Links to Community College: Strengthening relationships with local community colleges, establishing articulation agreements, and sending recruiters can help you attract transfer students. These students usually dovetail nicely into your classrooms. Most institutions have material attrition in freshman and sophomore classes, leaving 300 and 400-level classes under-enrolled. The community college graduates who enter as juniors can fill up these classes – at almost no incremental cost to your college.
International: Overseas, America’s universities are still regarded as the best in the world. Bolstering international recruiting can attract more students, especially in STEM fields, that offer attractive work visas after graduation.
Adding ancillary revenue can also generate funds, but usually, they are modest. Colleges have added farm stands, outdoor adventure programs, and employee training programs for local businesses. The exception is healthcare, where revenue from university hospital systems often exceeds tuition and state funding.
Dynamic pricing is an emerging opportunity. The concept is to know your cost and align scholarships with the margin available by discipline and facility. Remember that the cost of an additional student varies widely by program. One more nursing student could cost hundreds of thousands of dollars since most nursing courses run full, and the accreditor caps their size. One more student may require adding sections to almost every class and certainly to expensive clinical experiences.
One more History student probably costs you nothing for instruction, as they can fit into existing classes and sections. But the 20th new History student might require a slate of new sections, faculty, and costs. Dynamic pricing uses discounts to fill classes but not overfill them. It offers just the right number of scholarships to attract students without overpaying. It is a relatively new field that will benefit from advanced cost models and machine learning models to optimize scholarships.
Some of these growth strategies can take you far afield. Let’s discuss a growth strategy close to higher education’s core: academic program innovation.
You need solid data on program markets and economics to make sound decisions on programs to Start or Grow. If the impetus for a new program is instinct, a stakeholder, or a local employer’s needs, the results can be disastrous. One community college built an optics lab at the request of local employers. $500,000 later, they had five students enrolled.

USING THE INFORMATION:
A) Answer these from the college growth strategies text:
(i) Which classes are often left under-enrolled by attrition in freshman and sophomore classes?
(ii) In what area does revenue often exceed tuition and state funding?
(iii) How many students had enrolled after the community college spent $500,000 on its optics lab?
B) Please carry the college growth strategies text forward from its last sentence.

GIVEN ENTRIES:
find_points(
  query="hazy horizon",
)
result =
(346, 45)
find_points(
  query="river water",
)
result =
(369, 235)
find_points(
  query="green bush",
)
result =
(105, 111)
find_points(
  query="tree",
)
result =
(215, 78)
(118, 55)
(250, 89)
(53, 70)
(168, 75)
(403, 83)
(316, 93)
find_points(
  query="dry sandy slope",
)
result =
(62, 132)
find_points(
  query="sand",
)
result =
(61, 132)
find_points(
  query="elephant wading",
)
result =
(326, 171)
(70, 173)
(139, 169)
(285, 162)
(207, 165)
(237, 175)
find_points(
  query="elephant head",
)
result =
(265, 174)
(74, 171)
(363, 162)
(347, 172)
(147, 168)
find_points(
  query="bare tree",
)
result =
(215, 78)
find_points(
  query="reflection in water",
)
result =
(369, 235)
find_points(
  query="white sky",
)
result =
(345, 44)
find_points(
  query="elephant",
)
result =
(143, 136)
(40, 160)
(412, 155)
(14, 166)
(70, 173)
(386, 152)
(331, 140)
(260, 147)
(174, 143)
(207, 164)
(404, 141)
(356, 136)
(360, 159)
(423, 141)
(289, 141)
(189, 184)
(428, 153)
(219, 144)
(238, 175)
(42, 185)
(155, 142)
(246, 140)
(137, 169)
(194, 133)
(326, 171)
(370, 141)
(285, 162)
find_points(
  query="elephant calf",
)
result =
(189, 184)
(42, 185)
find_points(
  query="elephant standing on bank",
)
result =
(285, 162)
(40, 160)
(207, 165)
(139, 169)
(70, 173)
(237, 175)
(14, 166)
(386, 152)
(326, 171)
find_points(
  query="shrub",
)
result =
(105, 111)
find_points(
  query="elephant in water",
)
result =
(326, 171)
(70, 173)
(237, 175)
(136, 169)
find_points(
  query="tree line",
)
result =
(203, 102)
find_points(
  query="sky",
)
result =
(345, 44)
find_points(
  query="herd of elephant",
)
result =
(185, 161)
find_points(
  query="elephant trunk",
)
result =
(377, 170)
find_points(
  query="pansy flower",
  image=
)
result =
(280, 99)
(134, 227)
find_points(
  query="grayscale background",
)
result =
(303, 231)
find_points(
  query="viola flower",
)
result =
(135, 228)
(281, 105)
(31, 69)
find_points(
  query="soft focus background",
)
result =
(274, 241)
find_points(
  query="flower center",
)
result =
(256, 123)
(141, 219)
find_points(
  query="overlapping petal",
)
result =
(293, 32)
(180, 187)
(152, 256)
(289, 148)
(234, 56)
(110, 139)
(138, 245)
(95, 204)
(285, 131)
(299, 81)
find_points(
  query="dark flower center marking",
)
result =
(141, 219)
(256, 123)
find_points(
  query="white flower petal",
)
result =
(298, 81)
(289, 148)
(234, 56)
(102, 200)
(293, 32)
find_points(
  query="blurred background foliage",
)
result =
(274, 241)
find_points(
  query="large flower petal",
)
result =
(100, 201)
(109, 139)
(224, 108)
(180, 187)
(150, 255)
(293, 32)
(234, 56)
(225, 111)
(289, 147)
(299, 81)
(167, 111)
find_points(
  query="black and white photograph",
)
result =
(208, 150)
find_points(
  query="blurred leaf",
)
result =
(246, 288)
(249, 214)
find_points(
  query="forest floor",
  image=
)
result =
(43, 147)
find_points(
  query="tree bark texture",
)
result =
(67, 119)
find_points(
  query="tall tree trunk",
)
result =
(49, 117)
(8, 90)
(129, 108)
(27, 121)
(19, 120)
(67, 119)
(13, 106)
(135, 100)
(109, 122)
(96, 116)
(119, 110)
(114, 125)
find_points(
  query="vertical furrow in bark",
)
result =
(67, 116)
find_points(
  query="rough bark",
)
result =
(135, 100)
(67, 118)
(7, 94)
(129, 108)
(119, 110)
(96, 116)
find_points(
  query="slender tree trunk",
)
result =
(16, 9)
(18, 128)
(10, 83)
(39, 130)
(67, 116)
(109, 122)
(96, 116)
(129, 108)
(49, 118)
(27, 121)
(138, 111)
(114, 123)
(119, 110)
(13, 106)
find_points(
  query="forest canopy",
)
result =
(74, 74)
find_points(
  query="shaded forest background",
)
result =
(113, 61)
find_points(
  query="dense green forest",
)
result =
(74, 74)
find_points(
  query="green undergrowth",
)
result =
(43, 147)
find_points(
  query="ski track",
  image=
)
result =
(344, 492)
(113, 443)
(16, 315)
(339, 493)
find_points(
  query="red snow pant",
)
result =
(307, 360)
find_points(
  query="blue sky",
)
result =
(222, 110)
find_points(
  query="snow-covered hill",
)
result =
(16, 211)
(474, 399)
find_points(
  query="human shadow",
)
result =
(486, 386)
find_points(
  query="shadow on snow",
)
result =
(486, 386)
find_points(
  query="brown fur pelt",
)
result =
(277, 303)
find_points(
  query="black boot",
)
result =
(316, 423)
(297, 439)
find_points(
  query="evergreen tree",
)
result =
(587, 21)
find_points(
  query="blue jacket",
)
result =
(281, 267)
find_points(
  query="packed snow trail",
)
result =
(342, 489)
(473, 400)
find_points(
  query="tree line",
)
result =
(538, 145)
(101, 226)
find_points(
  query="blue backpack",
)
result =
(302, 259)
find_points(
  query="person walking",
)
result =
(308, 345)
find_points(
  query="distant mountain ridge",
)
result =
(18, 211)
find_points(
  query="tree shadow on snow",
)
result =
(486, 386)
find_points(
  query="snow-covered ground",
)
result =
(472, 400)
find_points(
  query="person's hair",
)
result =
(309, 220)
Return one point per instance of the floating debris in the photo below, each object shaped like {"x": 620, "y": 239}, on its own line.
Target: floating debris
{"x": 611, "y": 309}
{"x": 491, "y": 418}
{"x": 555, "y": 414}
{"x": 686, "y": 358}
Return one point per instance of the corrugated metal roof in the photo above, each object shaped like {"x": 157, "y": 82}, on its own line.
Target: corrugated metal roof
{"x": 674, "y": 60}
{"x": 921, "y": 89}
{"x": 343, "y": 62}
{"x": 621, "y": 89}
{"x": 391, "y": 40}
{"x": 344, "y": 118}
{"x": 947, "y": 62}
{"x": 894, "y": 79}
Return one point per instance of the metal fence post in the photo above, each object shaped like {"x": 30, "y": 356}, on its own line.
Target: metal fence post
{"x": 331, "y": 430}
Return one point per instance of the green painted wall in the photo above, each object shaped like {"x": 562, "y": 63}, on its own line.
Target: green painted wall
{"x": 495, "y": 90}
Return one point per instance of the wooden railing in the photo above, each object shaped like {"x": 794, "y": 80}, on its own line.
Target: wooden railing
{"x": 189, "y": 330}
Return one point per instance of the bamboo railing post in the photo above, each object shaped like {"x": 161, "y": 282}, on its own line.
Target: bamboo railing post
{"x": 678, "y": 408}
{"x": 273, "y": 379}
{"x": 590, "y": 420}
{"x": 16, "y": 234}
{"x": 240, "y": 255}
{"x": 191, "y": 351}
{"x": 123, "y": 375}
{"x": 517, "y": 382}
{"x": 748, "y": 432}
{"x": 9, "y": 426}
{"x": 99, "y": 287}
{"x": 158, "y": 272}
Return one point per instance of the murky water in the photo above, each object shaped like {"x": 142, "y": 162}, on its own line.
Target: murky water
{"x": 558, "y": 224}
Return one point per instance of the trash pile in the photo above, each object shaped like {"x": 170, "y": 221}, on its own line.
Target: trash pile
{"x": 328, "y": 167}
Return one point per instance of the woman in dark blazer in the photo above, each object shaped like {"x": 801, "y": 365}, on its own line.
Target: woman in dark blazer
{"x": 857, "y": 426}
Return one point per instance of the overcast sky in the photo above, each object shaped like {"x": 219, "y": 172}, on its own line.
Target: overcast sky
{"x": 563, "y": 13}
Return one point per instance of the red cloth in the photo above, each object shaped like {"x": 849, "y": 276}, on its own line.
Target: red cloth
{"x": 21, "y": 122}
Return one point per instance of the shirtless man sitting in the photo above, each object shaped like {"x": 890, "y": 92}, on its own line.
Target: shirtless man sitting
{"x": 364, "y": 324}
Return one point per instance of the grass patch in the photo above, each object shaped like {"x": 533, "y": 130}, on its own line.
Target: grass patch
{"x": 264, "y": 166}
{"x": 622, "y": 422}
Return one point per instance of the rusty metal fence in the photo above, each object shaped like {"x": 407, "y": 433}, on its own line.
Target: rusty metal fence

ANSWERS BY ITEM:
A)
(i) 300 and 400-level classes.
(ii) Healthcare, through university hospital systems.
(iii) Five.

B)
The results can be transformational, with the right data and program evaluation process. For example, the women’s college I mentioned grew primarily through program innovation.
Not all new programs have to involve major investments in new courses, faculty, or facilities. At one client, the provost, registrar, and faculty worked together to create interdisciplinary programs that are largely remixes of existing courses. For example, a new music production program combines courses in music, technology, and business with no new courses or faculty required.
Right now, there is a once-in-decade opportunity for growth: AI programs.
I appeal to you to act. We will not win the long competition against China with fewer college- educated people. We will not heal the breaches in our society with fewer citizens who can discern truth from fiction and tolerate views, ethnicities, and genders that differ from their own. The US needs college-educated citizens and workers.
Do not accept excuses for decline. Universities of all kinds have found ways to grow. Learn from them.
Growth is possible – and necessary. But growth requires leadership. It requires innovation and good data to help you select the right innovations. Most of all, it requires strength of will and constancy of purpose.
Time is not your friend. Do not wait to get started. If enrollment is declining, your resources will shrink, and your choices will get worse with each passing day.